> _Passage_

I am trying to query my HDFS file system from apache drill. I have successfully able to query hive table , csv files but part files are not working.
hadoop fs -cat BANK_FINAL/2015-11-02/part-r-00000 | head -1
Gives result:
028|S80306432|2015-11-02|BRN-CLG-CHQ PAID TO SILVER ROCK BANDRA CO-OP|485|ZONE SERIAL [ 485]|L|I|MAHARASHTRA STATE CO-OP BANK LTD|3320.0|INWARD CLG|D11528|SBPRM
select * from dfs.`/user/ituser1/e.csv` limit 10
works fine and gives result successfully.
But when I try query
select * from dfs.`/user/ituser1/BANK_FINAL/2015-11-02/part-r-00000` limit 10
Gives error:
org.apache.drill.common.exceptions.UserRemoteException: VALIDATION ERROR: From line 1, column 15 to line 1, column 17: Table 'dfs./user/ituser1/BANK_FINAL/2015-11-02/part-r-00000' not found [Error Id: 6f80392a-51af-4b61-94d8-335b33b0048c on genome-dev13.axs:31010]
Apache Drill dfs storage plugin json is as follows:
{
"type": "file",
"enabled": true,
"connection": "hdfs://10.9.1.33:8020/",
"workspaces": {
"root": {
"location": "/",
"writable": true,
"defaultInputFormat": null
},
"tmp": {
"location": "/tmp",
"writable": true,
"defaultInputFormat": null
}
},
"formats": {
"psv": {
"type": "text",
"extensions": [
"psv"

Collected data
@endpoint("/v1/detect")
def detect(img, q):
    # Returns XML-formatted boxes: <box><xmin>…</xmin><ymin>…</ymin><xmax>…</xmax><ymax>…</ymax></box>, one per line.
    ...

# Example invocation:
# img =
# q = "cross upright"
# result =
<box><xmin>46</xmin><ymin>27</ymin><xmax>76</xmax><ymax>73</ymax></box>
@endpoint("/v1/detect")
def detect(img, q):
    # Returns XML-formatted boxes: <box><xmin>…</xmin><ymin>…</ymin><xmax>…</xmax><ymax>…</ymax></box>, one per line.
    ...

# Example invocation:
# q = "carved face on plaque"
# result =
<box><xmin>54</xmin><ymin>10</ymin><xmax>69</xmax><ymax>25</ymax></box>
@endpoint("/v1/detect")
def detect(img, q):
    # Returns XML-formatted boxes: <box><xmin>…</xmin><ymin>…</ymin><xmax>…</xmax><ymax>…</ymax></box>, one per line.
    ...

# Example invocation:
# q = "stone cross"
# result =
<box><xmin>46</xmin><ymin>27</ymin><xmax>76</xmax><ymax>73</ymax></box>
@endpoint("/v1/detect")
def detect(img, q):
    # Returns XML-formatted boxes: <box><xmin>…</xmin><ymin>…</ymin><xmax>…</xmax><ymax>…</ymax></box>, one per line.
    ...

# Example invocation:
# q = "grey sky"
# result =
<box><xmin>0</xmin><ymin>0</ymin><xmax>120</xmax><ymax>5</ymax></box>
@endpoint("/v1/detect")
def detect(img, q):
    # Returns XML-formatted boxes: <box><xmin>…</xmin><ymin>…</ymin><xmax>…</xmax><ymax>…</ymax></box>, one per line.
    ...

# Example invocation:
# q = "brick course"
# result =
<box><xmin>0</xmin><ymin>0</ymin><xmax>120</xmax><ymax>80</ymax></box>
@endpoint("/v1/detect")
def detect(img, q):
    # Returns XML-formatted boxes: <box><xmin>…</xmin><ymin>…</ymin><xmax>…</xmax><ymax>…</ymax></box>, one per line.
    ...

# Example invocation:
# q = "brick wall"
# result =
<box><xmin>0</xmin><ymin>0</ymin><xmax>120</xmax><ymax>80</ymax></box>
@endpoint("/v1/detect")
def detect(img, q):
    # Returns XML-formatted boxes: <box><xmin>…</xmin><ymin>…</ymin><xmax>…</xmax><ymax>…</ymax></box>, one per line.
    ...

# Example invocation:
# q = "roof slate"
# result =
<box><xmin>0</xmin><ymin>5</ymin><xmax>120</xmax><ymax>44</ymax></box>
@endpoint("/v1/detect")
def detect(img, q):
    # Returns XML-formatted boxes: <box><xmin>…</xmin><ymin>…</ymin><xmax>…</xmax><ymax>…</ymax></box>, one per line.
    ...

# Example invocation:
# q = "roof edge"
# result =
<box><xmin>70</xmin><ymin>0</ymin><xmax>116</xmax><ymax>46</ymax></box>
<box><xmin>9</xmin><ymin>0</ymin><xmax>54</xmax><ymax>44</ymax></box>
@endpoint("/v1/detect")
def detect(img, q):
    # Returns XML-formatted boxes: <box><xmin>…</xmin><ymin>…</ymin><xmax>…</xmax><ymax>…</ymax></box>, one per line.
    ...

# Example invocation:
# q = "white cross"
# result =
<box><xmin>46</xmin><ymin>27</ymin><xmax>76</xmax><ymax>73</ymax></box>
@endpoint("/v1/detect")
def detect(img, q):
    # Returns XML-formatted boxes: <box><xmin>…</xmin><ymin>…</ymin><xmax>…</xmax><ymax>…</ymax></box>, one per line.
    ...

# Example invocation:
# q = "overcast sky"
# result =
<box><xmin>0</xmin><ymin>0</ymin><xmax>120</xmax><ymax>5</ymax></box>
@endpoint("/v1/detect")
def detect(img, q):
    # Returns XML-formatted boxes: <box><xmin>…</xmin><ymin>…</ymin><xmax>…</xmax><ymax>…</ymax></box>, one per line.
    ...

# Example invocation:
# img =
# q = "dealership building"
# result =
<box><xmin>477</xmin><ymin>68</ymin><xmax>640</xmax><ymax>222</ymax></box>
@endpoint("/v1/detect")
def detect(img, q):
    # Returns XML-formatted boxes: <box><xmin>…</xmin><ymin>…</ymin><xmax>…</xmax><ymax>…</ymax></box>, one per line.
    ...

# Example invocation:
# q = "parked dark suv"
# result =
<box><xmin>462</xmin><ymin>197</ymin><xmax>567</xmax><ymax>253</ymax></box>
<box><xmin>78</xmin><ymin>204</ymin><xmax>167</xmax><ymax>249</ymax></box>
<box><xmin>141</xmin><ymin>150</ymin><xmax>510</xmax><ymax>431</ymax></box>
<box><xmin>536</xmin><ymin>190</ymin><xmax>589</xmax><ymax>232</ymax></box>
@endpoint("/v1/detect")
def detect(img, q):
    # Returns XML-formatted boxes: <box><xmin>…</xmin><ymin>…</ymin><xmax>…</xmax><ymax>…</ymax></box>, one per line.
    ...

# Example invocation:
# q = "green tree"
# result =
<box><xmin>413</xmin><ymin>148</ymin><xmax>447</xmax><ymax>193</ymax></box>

> _Tasks to carry out_
1. In the Apache Drill post, starting with "hadoop fs -cat" and going on through "gives result successfully.", substitute "runs fine" for "works fine" and give that part again.
2. Pick up the Apache Drill post after its last line and carry it on.
These items stand apart from the Apache Drill post.

> _Task responses_
1.
hadoop fs -cat BANK_FINAL/2015-11-02/part-r-00000 | head -1
Gives result:
028|S80306432|2015-11-02|BRN-CLG-CHQ PAID TO SILVER ROCK BANDRA CO-OP|485|ZONE SERIAL [ 485]|L|I|MAHARASHTRA STATE CO-OP BANK LTD|3320.0|INWARD CLG|D11528|SBPRM
select * from dfs.`/user/ituser1/e.csv` limit 10
runs fine and gives result successfully.

2.
],
"delimiter": "|"
},
"csv": {
"type": "text",
"extensions": [
"csv"
],
"delimiter": ","
},
"tsv": {
"type": "text",
"extensions": [
"tsv"
],
"delimiter": "\t"
},
"parquet": {
"type": "parquet"
},
"json": {
"type": "json"
},
"avro": {
"type": "avro"
},
"sequencefile": {
"type": "sequencefile",
"extensions": [
"seq"
]
},
"csvh": {
"type": "text",
"extensions": [
"csvh"
],
"extractHeader": true,
"delimiter": ","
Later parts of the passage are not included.